═══ AVAILABLE DATA

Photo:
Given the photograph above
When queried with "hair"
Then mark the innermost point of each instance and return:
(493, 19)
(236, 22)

══════
═══ AVAILABLE DATA

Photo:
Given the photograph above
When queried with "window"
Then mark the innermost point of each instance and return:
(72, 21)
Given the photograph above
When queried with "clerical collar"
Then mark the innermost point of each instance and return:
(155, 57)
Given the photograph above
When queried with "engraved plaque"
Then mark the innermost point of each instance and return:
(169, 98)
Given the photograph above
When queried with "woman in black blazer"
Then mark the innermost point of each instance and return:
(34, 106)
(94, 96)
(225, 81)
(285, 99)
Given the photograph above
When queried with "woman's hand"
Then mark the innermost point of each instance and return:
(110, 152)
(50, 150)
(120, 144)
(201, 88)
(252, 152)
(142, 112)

══════

TASK TO CARRY OUT: Scan the data above and copy every line with "woman" in it.

RESULT OF THIS EXERCISE:
When queried with "woman in black blazer"
When queried with "woman's hand"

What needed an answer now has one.